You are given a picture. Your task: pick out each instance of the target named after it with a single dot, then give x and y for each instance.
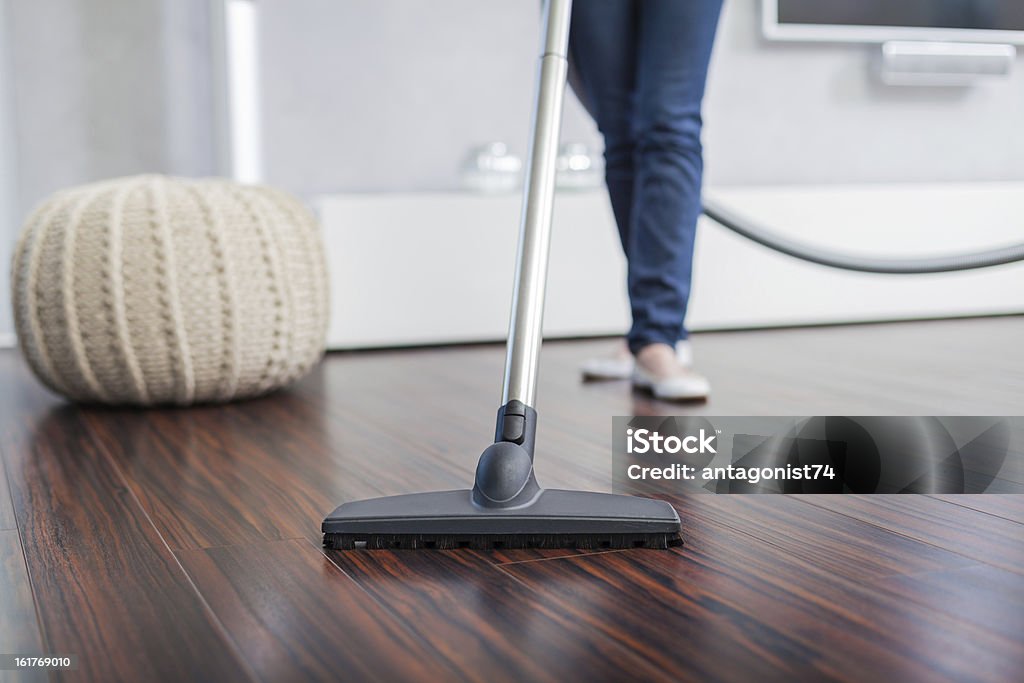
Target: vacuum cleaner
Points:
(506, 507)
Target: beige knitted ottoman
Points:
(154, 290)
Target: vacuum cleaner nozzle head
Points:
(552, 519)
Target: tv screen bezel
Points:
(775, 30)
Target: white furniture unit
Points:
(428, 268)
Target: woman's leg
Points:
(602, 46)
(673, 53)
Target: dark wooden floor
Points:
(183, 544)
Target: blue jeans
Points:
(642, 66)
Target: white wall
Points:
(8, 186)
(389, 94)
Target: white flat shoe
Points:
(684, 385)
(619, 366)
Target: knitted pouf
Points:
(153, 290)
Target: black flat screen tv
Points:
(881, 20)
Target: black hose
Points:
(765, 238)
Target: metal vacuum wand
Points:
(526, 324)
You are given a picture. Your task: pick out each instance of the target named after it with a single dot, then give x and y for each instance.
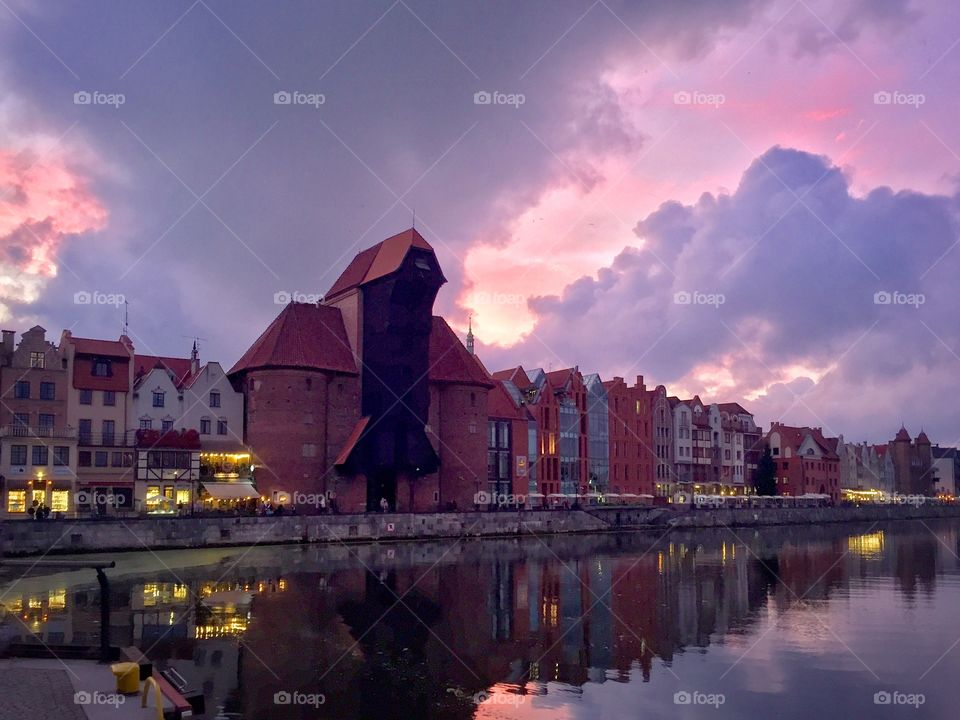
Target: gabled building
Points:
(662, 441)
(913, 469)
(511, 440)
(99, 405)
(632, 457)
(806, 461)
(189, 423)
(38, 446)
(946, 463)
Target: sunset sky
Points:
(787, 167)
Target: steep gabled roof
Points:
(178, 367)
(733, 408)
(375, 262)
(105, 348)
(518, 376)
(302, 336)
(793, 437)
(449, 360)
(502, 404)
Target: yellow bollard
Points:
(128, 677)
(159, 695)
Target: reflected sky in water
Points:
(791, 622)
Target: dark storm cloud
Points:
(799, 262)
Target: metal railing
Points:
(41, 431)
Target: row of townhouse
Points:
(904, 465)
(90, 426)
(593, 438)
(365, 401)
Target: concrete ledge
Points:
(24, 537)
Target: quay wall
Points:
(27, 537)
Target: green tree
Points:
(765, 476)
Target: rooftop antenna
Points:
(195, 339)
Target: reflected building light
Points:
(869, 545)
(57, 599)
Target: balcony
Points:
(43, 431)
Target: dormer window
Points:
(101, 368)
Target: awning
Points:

TASK ITEM: Within the records above, how many lines include the word "screen"? Only the number is wanted.

REPLY TO THE TASK: 2